__PROMPT A__
Reproduce word for word the entries of labeled boxes that follow the VLA finetuning guide, omitting the pictures.

__READING PASSAGE__
Skip to content

VLA Finetuning with LeRobot Data

Finetune a Vision-Language-Action (VLA) model on robotics data stored in Deeplake. VLA models take camera images + language instructions and predict robot actions. This guide covers the full end-to-end process: connecting to your data, loading a pretrained VLA, building the training pipeline, and saving the finetuned adapter.

Deeplake's ds.batches() dataloader streams data directly from cloud storage at ~1 Gb/s — no local copy needed.

Ingest your data first

This guide assumes your LeRobot dataset is already in Deeplake. See the LeRobot Integration guide for ingestion.

Prerequisites

  • Deeplake SDK: pip install deeplake
  • PyTorch and vision: pip install torch torchvision
  • VLA dependencies: pip install "transformers>=4.40,<4.46" "timm>=0.9.10,<1.0" accelerate peft pillow
  • A Deeplake API token.
  • A GPU with at least 24 GB VRAM (A10, L4, or better). LoRA keeps memory low enough for a single GPU.

OpenVLA version requirements

OpenVLA's custom model code requires transformers<4.46 and timm<1.0. Newer versions cause import errors or attribute mismatches. Tested with: deeplake==4.5.5, torch==2.10.0, transformers==4.45.2, timm==0.9.16, peft==0.18.1.

Set credentials first

export DEEPLAKE_API_KEY="your-token-here"
export DEEPLAKE_WORKSPACE="your-workspace"  # optional, defaults to "default"

Finetuning Code

import io
import torch
import numpy as np
from PIL import Image
from concurrent.futures import ThreadPoolExecutor
from deeplake import Client
from transformers import AutoModelForVision2Seq, AutoProcessor
from peft import LoraConfig, get_peft_model

# ── 1. Open the ingested table with Deeplake dataloader ──────
client = Client()
ds = client.open_table("aloha_shrimp")

# Filter to overhead camera only, query returns a DatasetView
# that supports the same .batches() streaming API
ds = ds.query("select * where camera_name = 'cam_high'")

[Records of labeled bounding boxes]

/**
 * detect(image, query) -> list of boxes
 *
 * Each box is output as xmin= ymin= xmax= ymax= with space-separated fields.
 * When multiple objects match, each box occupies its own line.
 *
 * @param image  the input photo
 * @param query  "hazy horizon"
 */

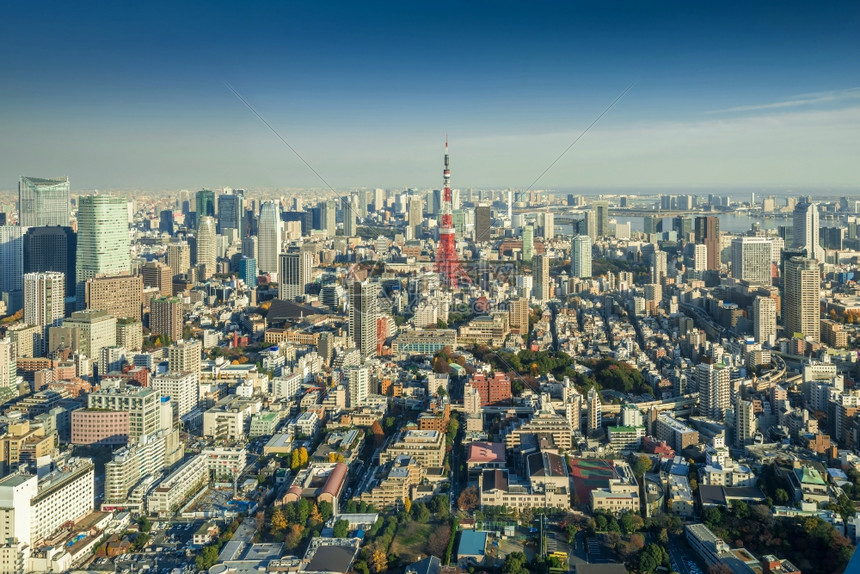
xmin=0 ymin=2 xmax=860 ymax=195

__PROMPT B__
According to the VLA finetuning guide, how much VRAM must the GPU have at minimum?

__WRITTEN ANSWER A__
/**
 * detect(image, query) -> list of boxes
 *
 * Each box is output as xmin= ymin= xmax= ymax= with space-separated fields.
 * When multiple objects match, each box occupies its own line.
 *
 * @param image  the input photo
 * @param query  "hazy horizon"
 */

xmin=0 ymin=2 xmax=860 ymax=195

__WRITTEN ANSWER B__
At least 24 GB.